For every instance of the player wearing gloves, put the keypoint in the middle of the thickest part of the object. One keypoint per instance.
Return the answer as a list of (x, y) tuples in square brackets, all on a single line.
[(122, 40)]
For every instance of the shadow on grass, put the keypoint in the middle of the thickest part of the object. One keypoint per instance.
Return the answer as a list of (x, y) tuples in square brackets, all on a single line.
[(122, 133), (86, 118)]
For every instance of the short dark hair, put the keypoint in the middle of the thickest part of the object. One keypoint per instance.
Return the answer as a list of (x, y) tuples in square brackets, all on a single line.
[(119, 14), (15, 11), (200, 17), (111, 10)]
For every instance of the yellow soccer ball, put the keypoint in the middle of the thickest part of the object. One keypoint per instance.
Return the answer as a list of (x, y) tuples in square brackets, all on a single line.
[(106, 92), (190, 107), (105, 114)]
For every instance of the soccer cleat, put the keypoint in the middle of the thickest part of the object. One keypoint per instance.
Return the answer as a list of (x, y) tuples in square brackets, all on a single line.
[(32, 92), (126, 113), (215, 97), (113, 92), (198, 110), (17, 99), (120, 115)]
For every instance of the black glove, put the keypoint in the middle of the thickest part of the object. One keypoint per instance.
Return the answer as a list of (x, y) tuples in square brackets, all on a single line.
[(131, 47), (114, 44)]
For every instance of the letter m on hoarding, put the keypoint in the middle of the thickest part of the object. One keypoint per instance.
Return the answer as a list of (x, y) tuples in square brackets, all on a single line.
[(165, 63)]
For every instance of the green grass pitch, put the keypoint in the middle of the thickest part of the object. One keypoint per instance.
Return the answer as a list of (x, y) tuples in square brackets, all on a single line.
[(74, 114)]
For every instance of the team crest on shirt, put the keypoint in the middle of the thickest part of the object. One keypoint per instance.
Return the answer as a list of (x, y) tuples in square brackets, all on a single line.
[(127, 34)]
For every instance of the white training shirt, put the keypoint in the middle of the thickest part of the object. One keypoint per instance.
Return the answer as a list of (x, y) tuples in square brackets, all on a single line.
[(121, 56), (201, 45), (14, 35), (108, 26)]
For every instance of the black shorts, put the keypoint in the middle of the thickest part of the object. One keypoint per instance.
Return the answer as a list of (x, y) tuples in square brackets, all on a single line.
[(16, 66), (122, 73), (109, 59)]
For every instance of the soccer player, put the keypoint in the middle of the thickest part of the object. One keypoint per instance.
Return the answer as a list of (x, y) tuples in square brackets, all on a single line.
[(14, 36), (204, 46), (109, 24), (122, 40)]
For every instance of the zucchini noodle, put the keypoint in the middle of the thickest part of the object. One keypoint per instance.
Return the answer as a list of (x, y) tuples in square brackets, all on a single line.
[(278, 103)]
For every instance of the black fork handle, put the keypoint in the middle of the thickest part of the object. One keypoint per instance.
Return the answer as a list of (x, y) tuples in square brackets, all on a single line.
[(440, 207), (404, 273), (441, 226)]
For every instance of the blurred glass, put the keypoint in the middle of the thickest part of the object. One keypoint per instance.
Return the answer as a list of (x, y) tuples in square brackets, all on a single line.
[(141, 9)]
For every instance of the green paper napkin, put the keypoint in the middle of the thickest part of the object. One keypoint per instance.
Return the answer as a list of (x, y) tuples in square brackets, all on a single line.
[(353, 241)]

※

* _TASK PROMPT_:
Rewrite every row above, changing each "keypoint" to "point" and leaving everything else as it is.

* _ANSWER FOR THE TASK_:
For every instance of the player wearing gloves, put the point in the middle of the thickest part of the object. One point per instance.
Return the answer as a list of (x, y) tuples in square brackets, all on a single line.
[(122, 40)]
For every instance of the shadow on grass, put the point in the middle of the thickest part of the object. One point per instance.
Return the answer as a list of (x, y) tuples in square brackets, all on a single line.
[(122, 133), (86, 118)]
For every instance of the short dark hair, put the point in the middle of the thickest part of the object. One point per instance.
Return the answer as a list of (x, y) tuples in square brackets, all on a single line.
[(119, 14), (15, 11), (200, 17), (111, 10)]
For every instance of the yellow soccer ball, put the point in the middle of the thickest part of the object. One point per instance.
Return the answer as a list of (x, y) tuples in square brackets, all on a single line.
[(106, 92), (190, 107), (105, 114)]
For every instance of the soccer cleat, put the point in the middle of the thickest part of the object. One point per instance.
Return the answer as a list of (x, y) tuples in square brackets, all on a single line.
[(32, 92), (126, 113), (215, 97), (113, 92), (198, 110), (17, 99), (120, 115)]
For every instance of the black glove, put the point in the middle of the thickest part of the object. One point per instance.
Return the answer as a list of (x, y) tuples in square brackets, all on a single line.
[(131, 47), (114, 44)]
For every instance of the letter m on hoarding, put the point in the middle of the thickest part of the object. One point per instance.
Return the answer as a list of (x, y) tuples in square brackets, all on a single line.
[(165, 63)]
For every instance of the green grass pitch, put the point in the middle of the thickest part of the object. One point per instance.
Return the answer as a list of (x, y) tuples in square brackets, all on a single line.
[(74, 114)]
For every instance of the team crest on shirt, put the point in the middle of the thickest part of the object. One point per instance.
Return the answer as a list of (x, y) tuples in square brackets, all on a single line.
[(127, 34)]
For every instance of the white training shirt, put the point in the middle of the thickest part of the object. One point per instance.
Return the answer as a list of (x, y) tuples in square brackets, all on a single line.
[(121, 56), (201, 45), (14, 35), (108, 26)]
For every instance of the black shorts, put the point in the middle of the thickest part of the object. One point per instance.
Return the answer as a list of (x, y) tuples in square brackets, all on a single line.
[(16, 66), (122, 73), (109, 59)]
For every instance of the soccer player, put the point in the middle of the thickest part of the object. One point per instance.
Return the answer as a list of (x, y) tuples in square brackets, all on a single line.
[(14, 36), (204, 46), (109, 24), (122, 40)]
For every instance of the zucchini noodle, put the point in the middle of the thickest part of the object. One point per instance.
Return the answer as a list of (x, y) tuples in square brackets, all on a single line.
[(278, 103)]
For every instance of the black fork handle, put the point in the middle of the thickest part of the object. One point per instance.
Return the answer as a list of (x, y) tuples in square brackets, all on a single line.
[(440, 207), (404, 273), (441, 226)]
For every instance of the blurred glass, put the point in the middle of the thickest part of the object. One point per instance.
Return the answer as a list of (x, y) tuples in square brackets, all on a single line.
[(141, 9)]
For every instance of the green paper napkin, put the point in the middle of the thickest part of the object. One point per instance.
Return the answer as a list of (x, y) tuples in square brackets, all on a single line.
[(353, 241)]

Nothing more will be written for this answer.